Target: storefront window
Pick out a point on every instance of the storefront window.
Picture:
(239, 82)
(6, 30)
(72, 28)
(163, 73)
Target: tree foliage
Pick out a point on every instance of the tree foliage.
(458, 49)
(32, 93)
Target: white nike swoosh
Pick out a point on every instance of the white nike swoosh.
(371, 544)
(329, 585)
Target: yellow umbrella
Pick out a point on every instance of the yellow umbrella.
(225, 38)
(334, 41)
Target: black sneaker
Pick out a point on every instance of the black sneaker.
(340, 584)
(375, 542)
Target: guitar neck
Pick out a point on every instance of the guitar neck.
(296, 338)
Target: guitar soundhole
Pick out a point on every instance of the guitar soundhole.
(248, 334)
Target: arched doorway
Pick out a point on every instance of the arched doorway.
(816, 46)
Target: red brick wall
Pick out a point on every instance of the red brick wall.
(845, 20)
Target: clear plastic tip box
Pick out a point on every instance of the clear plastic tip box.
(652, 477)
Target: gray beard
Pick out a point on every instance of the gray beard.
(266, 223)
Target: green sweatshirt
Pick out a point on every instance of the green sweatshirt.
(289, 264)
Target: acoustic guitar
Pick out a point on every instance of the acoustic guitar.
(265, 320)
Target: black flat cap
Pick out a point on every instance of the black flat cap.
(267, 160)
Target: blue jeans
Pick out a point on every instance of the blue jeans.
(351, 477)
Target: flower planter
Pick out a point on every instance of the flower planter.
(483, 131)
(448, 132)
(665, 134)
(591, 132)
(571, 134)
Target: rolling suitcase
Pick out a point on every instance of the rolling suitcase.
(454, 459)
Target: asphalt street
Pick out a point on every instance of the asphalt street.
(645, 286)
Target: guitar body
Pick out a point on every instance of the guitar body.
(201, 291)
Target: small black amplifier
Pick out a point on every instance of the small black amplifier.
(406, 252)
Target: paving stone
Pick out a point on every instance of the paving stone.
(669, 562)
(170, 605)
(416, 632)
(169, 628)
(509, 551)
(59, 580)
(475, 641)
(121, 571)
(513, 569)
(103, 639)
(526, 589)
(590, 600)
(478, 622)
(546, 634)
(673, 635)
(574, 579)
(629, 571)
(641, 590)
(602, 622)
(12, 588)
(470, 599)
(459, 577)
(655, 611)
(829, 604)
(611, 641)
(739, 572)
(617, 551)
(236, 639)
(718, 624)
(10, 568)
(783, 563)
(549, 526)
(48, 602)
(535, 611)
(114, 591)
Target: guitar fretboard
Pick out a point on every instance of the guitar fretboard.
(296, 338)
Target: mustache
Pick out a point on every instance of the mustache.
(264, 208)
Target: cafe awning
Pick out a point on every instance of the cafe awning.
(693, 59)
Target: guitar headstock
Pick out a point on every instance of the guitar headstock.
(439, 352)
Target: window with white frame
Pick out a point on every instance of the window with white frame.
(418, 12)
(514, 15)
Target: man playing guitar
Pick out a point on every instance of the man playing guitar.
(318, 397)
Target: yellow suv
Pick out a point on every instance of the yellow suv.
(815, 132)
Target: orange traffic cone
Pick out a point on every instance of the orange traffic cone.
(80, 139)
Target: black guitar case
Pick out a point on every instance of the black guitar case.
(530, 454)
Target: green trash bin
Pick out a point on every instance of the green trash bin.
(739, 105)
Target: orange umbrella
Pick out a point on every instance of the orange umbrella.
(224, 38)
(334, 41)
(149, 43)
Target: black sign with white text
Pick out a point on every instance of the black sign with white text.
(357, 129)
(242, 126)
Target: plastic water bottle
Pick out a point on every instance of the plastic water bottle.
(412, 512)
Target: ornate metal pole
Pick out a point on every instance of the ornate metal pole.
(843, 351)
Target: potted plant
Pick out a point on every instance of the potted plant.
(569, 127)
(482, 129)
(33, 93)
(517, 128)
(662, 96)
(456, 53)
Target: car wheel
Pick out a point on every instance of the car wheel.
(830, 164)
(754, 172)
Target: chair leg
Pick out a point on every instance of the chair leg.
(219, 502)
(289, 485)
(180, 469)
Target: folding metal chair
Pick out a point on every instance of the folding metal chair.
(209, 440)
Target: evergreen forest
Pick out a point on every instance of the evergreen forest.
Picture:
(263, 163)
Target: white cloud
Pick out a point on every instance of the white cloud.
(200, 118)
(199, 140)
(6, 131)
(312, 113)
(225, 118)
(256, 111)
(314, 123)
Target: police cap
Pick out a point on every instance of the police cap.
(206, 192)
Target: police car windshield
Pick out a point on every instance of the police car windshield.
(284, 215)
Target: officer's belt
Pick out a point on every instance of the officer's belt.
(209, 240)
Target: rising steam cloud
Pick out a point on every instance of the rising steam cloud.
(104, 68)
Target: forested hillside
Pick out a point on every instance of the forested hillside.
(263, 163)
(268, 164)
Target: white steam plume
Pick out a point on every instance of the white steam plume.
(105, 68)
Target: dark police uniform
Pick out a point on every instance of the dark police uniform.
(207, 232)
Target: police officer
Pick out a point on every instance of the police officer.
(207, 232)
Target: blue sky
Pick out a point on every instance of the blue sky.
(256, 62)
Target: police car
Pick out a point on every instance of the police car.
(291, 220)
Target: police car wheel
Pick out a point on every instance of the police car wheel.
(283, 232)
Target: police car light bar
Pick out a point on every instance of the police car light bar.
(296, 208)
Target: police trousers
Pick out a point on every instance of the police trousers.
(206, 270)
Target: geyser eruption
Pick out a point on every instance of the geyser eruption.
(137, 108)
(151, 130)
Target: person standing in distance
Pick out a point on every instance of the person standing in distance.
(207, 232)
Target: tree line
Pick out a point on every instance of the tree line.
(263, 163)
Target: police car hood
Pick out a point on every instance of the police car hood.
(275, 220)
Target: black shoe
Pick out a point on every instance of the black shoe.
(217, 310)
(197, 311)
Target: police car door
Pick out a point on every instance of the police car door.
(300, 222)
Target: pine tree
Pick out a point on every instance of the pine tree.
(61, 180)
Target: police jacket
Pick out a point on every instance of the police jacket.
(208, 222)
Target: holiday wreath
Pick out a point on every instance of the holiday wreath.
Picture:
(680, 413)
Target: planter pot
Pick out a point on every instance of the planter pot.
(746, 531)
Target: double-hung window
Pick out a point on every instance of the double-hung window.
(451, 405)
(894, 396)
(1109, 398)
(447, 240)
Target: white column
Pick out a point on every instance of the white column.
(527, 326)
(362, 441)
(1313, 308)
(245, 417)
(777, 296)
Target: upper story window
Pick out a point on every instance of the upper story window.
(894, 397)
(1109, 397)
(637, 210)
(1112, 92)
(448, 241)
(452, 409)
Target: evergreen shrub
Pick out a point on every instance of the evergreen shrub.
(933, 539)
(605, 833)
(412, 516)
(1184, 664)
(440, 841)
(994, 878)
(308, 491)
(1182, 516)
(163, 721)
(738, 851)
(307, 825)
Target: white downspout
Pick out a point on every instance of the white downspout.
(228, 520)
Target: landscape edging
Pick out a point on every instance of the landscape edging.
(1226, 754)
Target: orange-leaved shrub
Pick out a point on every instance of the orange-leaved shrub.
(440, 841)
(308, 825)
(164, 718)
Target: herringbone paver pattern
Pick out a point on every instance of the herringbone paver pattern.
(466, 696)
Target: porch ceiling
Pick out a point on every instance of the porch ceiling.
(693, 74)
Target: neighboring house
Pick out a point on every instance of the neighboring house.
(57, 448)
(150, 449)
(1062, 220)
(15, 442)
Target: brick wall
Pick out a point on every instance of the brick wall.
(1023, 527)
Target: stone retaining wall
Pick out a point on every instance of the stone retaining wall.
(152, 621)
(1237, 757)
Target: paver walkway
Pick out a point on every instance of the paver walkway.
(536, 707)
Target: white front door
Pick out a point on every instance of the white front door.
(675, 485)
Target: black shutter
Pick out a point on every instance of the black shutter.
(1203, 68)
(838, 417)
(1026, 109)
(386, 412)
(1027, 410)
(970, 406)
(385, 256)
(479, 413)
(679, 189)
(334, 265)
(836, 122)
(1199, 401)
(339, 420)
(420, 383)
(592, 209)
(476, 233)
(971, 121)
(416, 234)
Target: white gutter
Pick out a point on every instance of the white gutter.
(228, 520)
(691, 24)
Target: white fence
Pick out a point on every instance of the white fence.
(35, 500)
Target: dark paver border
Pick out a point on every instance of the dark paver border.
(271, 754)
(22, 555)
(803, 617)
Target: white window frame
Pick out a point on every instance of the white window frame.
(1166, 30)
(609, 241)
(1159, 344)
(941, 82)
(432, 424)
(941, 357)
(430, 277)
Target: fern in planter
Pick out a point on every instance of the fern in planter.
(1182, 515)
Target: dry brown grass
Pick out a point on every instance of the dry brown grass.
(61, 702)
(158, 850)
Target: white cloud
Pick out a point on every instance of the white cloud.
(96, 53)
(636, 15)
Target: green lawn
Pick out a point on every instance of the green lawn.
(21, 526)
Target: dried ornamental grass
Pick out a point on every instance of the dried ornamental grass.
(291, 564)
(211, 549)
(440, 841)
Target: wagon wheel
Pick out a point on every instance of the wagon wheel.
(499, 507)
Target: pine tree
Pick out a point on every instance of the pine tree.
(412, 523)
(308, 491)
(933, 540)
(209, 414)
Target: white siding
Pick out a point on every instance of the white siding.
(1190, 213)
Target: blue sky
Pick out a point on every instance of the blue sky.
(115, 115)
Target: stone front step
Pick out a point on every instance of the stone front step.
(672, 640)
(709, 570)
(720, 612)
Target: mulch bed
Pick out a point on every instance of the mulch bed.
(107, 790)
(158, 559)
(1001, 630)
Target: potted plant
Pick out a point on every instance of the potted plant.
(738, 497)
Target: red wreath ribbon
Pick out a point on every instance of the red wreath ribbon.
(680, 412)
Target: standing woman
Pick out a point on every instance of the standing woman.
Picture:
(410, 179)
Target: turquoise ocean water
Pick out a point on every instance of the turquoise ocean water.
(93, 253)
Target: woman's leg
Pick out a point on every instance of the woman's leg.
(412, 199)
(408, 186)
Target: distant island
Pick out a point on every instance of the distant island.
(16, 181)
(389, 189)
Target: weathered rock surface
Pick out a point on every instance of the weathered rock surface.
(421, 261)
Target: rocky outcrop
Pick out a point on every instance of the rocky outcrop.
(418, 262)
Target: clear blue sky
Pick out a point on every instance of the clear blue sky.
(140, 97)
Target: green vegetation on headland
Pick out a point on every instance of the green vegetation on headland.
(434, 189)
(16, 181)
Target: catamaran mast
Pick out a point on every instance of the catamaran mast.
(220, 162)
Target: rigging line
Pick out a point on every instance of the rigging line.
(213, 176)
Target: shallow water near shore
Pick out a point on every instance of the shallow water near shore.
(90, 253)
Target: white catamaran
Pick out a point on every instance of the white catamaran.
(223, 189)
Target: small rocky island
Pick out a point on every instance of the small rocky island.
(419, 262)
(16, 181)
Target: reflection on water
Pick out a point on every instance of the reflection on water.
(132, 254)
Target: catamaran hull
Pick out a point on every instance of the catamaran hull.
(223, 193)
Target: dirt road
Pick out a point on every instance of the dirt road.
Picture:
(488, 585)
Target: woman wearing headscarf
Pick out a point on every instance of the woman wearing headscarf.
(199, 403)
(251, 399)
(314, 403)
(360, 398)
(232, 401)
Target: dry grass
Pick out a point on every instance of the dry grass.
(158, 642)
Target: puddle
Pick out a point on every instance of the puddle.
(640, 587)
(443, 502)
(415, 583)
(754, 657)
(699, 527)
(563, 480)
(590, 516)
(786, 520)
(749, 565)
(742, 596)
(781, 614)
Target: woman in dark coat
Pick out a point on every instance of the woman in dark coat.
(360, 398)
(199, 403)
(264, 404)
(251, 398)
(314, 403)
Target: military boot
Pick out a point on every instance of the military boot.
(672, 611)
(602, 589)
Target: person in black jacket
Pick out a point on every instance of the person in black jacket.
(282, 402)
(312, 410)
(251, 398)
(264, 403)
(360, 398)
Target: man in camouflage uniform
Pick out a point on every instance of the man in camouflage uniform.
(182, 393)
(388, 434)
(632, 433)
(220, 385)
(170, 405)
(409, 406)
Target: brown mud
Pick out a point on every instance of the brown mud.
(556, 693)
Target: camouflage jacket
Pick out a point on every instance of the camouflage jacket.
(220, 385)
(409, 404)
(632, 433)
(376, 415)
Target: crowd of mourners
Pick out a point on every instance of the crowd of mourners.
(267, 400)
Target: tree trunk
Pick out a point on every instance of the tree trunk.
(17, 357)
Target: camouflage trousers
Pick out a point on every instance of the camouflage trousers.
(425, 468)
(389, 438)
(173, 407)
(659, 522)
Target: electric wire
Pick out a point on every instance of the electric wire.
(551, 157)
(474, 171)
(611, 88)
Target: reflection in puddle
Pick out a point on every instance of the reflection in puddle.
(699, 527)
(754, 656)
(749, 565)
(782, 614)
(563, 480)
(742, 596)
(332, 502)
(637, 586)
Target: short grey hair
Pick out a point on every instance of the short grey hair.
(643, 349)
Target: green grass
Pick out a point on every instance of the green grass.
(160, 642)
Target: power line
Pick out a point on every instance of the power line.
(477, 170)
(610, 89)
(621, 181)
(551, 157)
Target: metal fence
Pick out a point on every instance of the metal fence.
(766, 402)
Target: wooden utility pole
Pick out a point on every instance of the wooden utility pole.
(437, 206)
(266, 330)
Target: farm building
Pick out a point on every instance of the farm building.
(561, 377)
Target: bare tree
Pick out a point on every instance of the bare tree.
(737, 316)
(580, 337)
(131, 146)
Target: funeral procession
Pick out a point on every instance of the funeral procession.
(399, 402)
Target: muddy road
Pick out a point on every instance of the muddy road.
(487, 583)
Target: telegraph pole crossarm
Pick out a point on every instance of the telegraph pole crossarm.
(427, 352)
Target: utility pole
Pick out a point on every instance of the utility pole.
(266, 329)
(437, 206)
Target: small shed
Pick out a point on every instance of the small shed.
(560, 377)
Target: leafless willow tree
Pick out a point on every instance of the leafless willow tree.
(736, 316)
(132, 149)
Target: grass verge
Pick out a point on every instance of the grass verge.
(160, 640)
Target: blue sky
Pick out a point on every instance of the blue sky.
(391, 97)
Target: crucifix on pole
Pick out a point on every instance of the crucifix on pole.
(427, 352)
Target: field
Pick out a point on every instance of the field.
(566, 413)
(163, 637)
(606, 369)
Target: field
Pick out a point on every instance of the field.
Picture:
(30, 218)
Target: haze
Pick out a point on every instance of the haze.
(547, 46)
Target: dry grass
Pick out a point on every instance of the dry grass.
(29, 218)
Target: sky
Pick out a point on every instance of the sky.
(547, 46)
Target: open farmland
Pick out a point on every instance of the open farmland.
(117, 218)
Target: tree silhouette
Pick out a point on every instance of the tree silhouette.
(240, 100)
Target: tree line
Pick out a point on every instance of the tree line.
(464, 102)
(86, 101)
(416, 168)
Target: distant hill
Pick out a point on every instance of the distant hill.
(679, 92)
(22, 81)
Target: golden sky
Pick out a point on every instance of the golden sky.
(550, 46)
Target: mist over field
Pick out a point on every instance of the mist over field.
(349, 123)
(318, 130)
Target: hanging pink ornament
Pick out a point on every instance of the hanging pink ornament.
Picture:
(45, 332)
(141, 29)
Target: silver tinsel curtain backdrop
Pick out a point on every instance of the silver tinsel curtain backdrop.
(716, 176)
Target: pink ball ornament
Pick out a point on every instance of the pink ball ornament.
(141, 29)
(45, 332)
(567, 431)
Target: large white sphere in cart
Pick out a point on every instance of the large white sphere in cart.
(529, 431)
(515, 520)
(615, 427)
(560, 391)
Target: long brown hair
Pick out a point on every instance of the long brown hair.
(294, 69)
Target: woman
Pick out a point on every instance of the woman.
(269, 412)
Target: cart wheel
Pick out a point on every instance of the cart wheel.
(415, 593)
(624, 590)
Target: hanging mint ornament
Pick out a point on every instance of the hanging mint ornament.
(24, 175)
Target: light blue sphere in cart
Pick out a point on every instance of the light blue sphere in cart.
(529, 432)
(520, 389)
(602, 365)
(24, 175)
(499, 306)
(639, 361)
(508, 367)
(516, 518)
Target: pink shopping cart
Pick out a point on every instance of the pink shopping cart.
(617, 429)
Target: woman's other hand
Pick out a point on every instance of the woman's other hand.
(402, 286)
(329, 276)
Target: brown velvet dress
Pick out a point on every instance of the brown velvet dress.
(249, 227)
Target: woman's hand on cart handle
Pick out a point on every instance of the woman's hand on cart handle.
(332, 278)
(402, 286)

_What is asked_
Extract, exactly as they appear, the lines from the one containing "Target: pink ball ornament" through the final line.

_Result of the task_
Target: pink ball ornament
Pick out a point on every instance of the pink ball ornament.
(141, 29)
(45, 332)
(567, 431)
Target: large white sphere in cart
Pick out a point on every instance of the large white sphere in cart.
(529, 431)
(515, 520)
(615, 427)
(560, 391)
Target: long brown hair
Pick out a point on every instance of the long brown hair.
(294, 69)
Target: woman
Pick out a point on every instance of the woman.
(269, 412)
Target: cart wheel
Pick out a point on every instance of the cart wheel.
(415, 593)
(624, 590)
Target: hanging mint ornament
Pick out a point on every instance of the hanging mint ornament.
(24, 175)
Target: light blue sphere in cart
Pick out a point on every instance of the light blue sphere in cart.
(529, 432)
(520, 389)
(602, 365)
(24, 175)
(499, 306)
(639, 361)
(508, 367)
(516, 518)
Target: pink shopping cart
Pick out a point on every instance of the pink shopping cart.
(617, 429)
Target: woman's other hand
Pick out a point on every instance of the woman's other hand.
(402, 286)
(329, 276)
Target: brown velvet dress
Pick out a point on every instance of the brown velvet dress.
(249, 227)
Target: woman's hand on cart handle
Pick out a point on every instance of the woman's hand on cart handle.
(332, 278)
(402, 286)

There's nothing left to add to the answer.